READING TEXT:
◇ ◇ ◇ ◇

It wasn’t until I returned to El Salvador on the tenth anniversary of the assassination that I began to gain an appreciation of Dean’s depth of understanding. I stopped by his office in the theology department at the UCA to say hello and somehow felt the confianza to tell him that during this visit I—at last—intended to visit some of the difficult places for me in El Salvador, in hopes that this would help me resume work on my book. Dean amazed me by offering the kind of moral support one might expect from family or very old friends (if one happens to be particularly fortunate in the family and old friend department). His office became a regular stop for me during that visit: after a challenging interview or a visit to a memory-laden place I hadn’t seen since the war, Dean and I would go have lunch at a little Mexican restaurant uphill from the UCA, where I’d tell him where I’d been and what I’d heard, and cry into my enchiladas. It was with Dean’s support and encouragement that I was finally able to face that initial reencounter with the places there that had so deeply affected me and to talk about Ignacio Martín-Baró with someone who actually seemed to have a real sense of the great man I had known, which I believe Dean gathered from working with Nacho’s former colleagues, students, and parishioners.

◇ ◇ ◇ ◇

CHALLENGE 1: Copy the records from the line that contains "horse mane, one" up to and including the line that contains "Query: horse mane".
The records have no connection to the El Salvador passage.

DATA FOR THIS TASK:
◇ ◇ ◇ ◇

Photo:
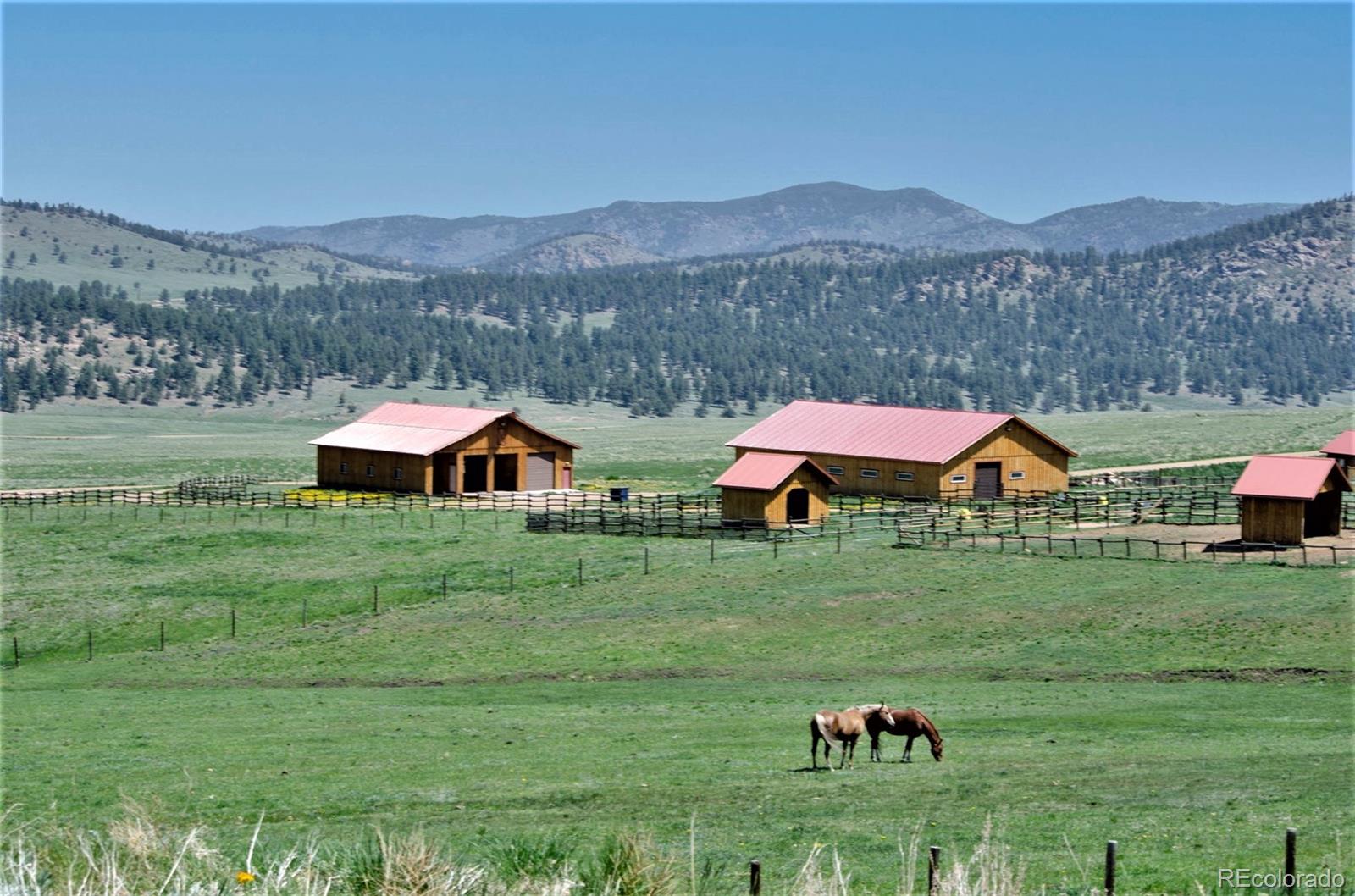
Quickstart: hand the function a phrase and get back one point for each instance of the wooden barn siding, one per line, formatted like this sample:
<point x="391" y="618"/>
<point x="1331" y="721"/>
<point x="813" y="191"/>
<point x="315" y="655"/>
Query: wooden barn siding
<point x="418" y="472"/>
<point x="1020" y="451"/>
<point x="926" y="476"/>
<point x="512" y="438"/>
<point x="1274" y="519"/>
<point x="745" y="503"/>
<point x="329" y="462"/>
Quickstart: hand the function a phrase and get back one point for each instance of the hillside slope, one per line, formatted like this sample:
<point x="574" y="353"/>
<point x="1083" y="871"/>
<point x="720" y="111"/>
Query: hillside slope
<point x="903" y="218"/>
<point x="68" y="248"/>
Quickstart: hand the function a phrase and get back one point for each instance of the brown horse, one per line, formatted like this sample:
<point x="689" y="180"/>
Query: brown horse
<point x="840" y="729"/>
<point x="904" y="722"/>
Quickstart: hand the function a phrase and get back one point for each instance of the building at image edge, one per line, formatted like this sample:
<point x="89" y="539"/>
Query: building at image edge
<point x="874" y="449"/>
<point x="440" y="449"/>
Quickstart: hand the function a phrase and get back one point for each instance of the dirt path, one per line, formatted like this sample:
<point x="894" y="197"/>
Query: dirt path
<point x="1208" y="462"/>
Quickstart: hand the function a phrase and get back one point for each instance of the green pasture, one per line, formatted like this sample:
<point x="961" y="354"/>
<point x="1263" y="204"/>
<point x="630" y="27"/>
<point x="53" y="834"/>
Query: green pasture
<point x="98" y="444"/>
<point x="1189" y="711"/>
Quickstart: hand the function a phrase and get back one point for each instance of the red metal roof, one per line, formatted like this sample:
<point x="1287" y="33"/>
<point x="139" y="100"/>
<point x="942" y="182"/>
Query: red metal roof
<point x="765" y="472"/>
<point x="1289" y="478"/>
<point x="1343" y="444"/>
<point x="406" y="427"/>
<point x="923" y="435"/>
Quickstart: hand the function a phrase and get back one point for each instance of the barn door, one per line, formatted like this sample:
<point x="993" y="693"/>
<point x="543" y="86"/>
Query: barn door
<point x="541" y="472"/>
<point x="988" y="480"/>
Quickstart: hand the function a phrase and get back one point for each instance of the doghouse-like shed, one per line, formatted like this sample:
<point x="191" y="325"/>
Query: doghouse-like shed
<point x="876" y="449"/>
<point x="776" y="489"/>
<point x="442" y="449"/>
<point x="1286" y="499"/>
<point x="1341" y="449"/>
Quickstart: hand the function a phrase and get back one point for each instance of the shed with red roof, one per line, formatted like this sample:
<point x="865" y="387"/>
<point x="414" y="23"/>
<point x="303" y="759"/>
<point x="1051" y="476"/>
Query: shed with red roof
<point x="442" y="449"/>
<point x="1286" y="499"/>
<point x="774" y="489"/>
<point x="877" y="449"/>
<point x="1341" y="449"/>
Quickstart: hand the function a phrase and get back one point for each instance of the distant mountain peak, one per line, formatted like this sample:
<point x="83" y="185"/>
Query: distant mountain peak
<point x="905" y="218"/>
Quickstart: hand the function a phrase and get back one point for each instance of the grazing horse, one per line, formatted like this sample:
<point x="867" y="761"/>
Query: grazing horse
<point x="904" y="722"/>
<point x="840" y="729"/>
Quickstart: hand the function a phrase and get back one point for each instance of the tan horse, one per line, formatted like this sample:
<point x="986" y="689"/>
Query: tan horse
<point x="903" y="722"/>
<point x="840" y="729"/>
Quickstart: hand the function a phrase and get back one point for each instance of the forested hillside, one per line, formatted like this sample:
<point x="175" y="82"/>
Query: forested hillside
<point x="1262" y="308"/>
<point x="69" y="244"/>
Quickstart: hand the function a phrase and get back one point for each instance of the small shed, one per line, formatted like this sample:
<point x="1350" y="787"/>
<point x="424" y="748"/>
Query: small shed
<point x="1286" y="499"/>
<point x="1341" y="449"/>
<point x="440" y="449"/>
<point x="774" y="489"/>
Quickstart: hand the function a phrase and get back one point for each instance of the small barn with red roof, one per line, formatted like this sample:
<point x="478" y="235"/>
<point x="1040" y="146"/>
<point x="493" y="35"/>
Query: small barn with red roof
<point x="874" y="449"/>
<point x="440" y="449"/>
<point x="774" y="489"/>
<point x="1286" y="499"/>
<point x="1341" y="449"/>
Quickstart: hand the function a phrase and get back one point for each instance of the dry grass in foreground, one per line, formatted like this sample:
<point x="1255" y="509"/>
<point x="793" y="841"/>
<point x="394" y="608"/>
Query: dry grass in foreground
<point x="137" y="857"/>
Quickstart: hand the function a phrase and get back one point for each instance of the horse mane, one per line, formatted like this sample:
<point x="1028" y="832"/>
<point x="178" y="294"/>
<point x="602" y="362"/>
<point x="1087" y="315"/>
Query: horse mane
<point x="930" y="728"/>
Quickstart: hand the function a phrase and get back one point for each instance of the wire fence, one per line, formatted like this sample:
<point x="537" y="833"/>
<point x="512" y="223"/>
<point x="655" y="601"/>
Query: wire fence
<point x="471" y="586"/>
<point x="1128" y="548"/>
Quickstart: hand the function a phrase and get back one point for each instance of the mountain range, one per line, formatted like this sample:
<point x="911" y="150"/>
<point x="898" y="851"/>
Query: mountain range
<point x="637" y="232"/>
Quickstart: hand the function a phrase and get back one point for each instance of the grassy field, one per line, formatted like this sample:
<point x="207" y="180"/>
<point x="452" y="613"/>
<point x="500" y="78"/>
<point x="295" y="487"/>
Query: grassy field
<point x="1081" y="699"/>
<point x="86" y="444"/>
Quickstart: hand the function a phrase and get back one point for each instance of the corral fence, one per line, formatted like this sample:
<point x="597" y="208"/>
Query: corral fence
<point x="1128" y="548"/>
<point x="216" y="487"/>
<point x="220" y="492"/>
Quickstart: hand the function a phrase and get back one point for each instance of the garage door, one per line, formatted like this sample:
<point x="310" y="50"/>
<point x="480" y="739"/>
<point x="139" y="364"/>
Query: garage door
<point x="541" y="472"/>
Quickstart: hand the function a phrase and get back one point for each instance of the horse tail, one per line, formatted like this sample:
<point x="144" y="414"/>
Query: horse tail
<point x="826" y="729"/>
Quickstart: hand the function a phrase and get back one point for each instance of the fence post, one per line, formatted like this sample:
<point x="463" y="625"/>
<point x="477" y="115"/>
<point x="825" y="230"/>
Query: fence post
<point x="1291" y="848"/>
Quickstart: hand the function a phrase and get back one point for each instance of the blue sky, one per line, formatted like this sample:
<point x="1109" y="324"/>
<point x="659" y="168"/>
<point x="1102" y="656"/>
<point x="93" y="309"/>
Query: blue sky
<point x="227" y="117"/>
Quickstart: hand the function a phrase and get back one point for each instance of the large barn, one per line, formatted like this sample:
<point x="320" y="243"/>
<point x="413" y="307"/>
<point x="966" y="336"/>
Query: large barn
<point x="1286" y="499"/>
<point x="440" y="449"/>
<point x="876" y="449"/>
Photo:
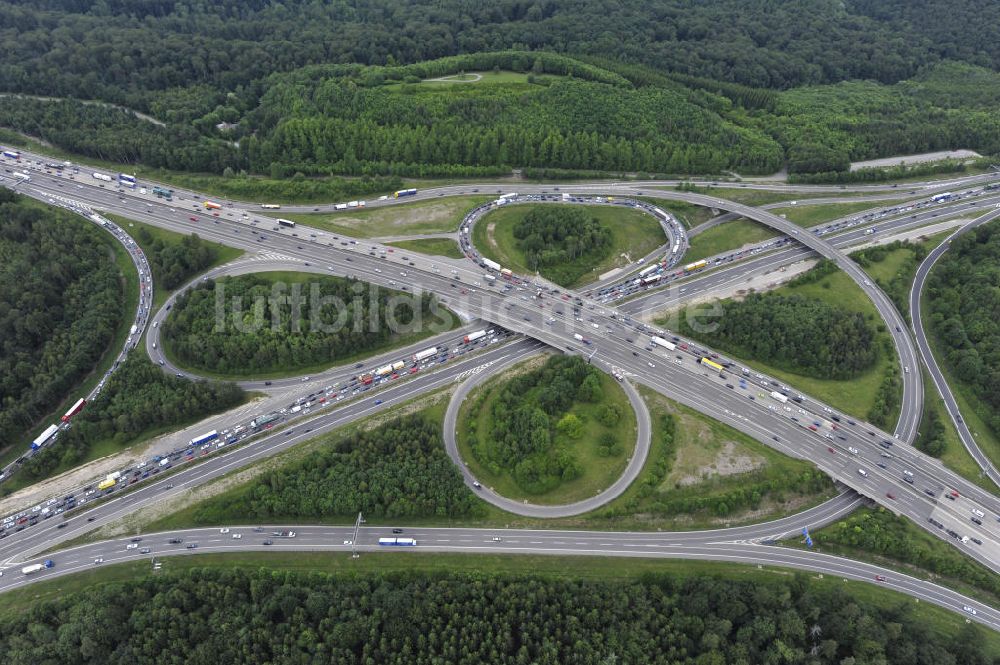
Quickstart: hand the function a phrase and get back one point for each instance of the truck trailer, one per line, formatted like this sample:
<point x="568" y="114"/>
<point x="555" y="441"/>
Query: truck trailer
<point x="75" y="409"/>
<point x="659" y="341"/>
<point x="44" y="437"/>
<point x="492" y="265"/>
<point x="425" y="354"/>
<point x="473" y="336"/>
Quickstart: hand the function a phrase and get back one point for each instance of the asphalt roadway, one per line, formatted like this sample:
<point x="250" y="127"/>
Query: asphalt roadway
<point x="673" y="380"/>
<point x="916" y="313"/>
<point x="700" y="391"/>
<point x="701" y="546"/>
<point x="632" y="470"/>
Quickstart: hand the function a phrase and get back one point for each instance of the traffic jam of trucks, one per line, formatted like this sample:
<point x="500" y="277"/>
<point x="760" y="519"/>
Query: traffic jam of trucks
<point x="203" y="444"/>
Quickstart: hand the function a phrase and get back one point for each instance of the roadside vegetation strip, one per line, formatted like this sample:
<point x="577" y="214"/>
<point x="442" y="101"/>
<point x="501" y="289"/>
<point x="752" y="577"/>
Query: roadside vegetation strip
<point x="174" y="258"/>
<point x="551" y="435"/>
<point x="428" y="216"/>
<point x="633" y="235"/>
<point x="488" y="590"/>
<point x="431" y="246"/>
<point x="806" y="215"/>
<point x="873" y="393"/>
<point x="958" y="310"/>
<point x="335" y="332"/>
<point x="68" y="315"/>
<point x="138" y="403"/>
<point x="877" y="536"/>
<point x="703" y="474"/>
<point x="938" y="438"/>
<point x="726" y="236"/>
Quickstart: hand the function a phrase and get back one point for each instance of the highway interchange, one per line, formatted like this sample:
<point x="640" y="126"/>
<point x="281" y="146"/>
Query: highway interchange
<point x="684" y="381"/>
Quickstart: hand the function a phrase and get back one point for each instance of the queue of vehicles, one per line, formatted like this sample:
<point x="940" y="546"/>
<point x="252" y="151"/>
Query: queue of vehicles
<point x="203" y="444"/>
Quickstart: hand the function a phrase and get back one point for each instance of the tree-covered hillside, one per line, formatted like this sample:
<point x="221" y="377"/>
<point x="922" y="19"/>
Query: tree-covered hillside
<point x="658" y="86"/>
<point x="963" y="304"/>
<point x="204" y="615"/>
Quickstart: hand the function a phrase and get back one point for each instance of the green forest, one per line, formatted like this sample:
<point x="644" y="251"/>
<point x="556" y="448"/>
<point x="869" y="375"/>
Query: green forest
<point x="264" y="331"/>
<point x="963" y="299"/>
<point x="880" y="532"/>
<point x="804" y="335"/>
<point x="397" y="470"/>
<point x="59" y="310"/>
<point x="138" y="399"/>
<point x="223" y="616"/>
<point x="175" y="263"/>
<point x="665" y="86"/>
<point x="531" y="433"/>
<point x="554" y="238"/>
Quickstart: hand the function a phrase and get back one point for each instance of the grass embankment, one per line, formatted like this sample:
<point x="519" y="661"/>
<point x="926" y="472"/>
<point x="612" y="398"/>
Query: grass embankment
<point x="395" y="341"/>
<point x="688" y="214"/>
<point x="633" y="235"/>
<point x="725" y="237"/>
<point x="429" y="216"/>
<point x="432" y="246"/>
<point x="854" y="396"/>
<point x="893" y="272"/>
<point x="967" y="402"/>
<point x="694" y="433"/>
<point x="597" y="472"/>
<point x="223" y="253"/>
<point x="703" y="474"/>
<point x="938" y="621"/>
<point x="811" y="215"/>
<point x="130" y="281"/>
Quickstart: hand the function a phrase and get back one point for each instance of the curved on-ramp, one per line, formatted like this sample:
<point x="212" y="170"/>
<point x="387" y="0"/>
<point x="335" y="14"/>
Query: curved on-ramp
<point x="916" y="314"/>
<point x="632" y="470"/>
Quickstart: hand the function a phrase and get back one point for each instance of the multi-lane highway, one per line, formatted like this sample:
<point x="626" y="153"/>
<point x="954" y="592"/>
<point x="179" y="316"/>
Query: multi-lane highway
<point x="848" y="453"/>
<point x="485" y="302"/>
<point x="705" y="546"/>
<point x="916" y="314"/>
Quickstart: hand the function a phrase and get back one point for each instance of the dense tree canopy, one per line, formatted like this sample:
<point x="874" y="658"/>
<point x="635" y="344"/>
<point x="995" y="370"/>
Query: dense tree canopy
<point x="61" y="300"/>
<point x="531" y="433"/>
<point x="137" y="399"/>
<point x="803" y="335"/>
<point x="228" y="616"/>
<point x="963" y="299"/>
<point x="397" y="470"/>
<point x="120" y="49"/>
<point x="552" y="236"/>
<point x="265" y="331"/>
<point x="665" y="86"/>
<point x="175" y="263"/>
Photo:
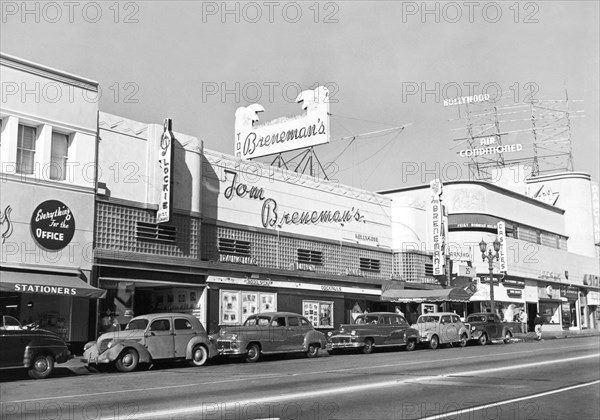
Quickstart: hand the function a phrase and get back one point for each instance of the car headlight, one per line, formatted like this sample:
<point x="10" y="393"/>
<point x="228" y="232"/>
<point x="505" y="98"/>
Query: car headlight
<point x="89" y="345"/>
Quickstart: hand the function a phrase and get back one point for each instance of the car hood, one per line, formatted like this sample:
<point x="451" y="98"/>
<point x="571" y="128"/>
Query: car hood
<point x="122" y="335"/>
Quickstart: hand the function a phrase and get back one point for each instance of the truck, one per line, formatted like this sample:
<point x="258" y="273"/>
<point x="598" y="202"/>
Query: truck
<point x="486" y="326"/>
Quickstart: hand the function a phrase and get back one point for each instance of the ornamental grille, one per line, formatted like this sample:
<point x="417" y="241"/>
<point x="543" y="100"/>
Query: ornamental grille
<point x="414" y="267"/>
<point x="369" y="264"/>
<point x="127" y="229"/>
<point x="234" y="247"/>
<point x="282" y="252"/>
<point x="308" y="256"/>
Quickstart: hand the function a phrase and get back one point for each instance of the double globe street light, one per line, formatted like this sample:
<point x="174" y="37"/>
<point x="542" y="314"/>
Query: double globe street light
<point x="490" y="258"/>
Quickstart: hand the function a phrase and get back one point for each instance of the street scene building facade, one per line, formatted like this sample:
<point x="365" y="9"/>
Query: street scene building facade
<point x="165" y="225"/>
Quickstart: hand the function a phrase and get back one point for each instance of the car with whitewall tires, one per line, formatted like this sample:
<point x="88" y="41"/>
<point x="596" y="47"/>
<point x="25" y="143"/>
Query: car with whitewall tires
<point x="152" y="338"/>
<point x="373" y="330"/>
<point x="435" y="329"/>
<point x="270" y="333"/>
<point x="486" y="327"/>
<point x="30" y="347"/>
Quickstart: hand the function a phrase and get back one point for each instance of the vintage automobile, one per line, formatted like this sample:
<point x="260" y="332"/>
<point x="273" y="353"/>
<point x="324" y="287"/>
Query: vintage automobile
<point x="486" y="326"/>
<point x="441" y="328"/>
<point x="28" y="346"/>
<point x="269" y="333"/>
<point x="150" y="338"/>
<point x="376" y="329"/>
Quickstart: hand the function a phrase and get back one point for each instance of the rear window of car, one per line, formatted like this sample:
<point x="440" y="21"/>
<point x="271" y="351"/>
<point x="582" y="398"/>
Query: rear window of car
<point x="137" y="324"/>
<point x="427" y="318"/>
<point x="160" y="325"/>
<point x="182" y="324"/>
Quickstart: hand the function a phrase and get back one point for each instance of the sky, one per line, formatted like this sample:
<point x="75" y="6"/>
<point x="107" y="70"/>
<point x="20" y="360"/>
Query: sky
<point x="386" y="64"/>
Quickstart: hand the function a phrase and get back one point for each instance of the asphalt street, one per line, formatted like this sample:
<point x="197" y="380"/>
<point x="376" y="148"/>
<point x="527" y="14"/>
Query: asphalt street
<point x="554" y="379"/>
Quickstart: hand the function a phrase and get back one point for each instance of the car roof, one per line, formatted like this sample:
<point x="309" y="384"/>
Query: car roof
<point x="150" y="317"/>
<point x="277" y="314"/>
<point x="381" y="313"/>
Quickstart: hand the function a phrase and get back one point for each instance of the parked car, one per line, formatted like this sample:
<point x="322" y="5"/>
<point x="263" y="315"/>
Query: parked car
<point x="441" y="328"/>
<point x="376" y="329"/>
<point x="28" y="346"/>
<point x="486" y="326"/>
<point x="150" y="338"/>
<point x="268" y="333"/>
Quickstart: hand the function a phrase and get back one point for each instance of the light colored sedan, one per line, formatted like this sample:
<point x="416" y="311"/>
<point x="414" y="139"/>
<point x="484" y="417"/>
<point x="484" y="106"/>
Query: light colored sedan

◇ ◇ ◇ ◇

CHALLENGE 2: According to the El Salvador passage, where did the writer and Dean go to have lunch?

CORRECT OUTPUT 1:
Quickstart: hand the function a phrase and get back one point for each instance of the horse mane, one per line, formatted like this sample:
<point x="1028" y="832"/>
<point x="178" y="294"/>
<point x="602" y="362"/>
<point x="1087" y="315"/>
Query: horse mane

CORRECT OUTPUT 2: To a little Mexican restaurant uphill from the UCA.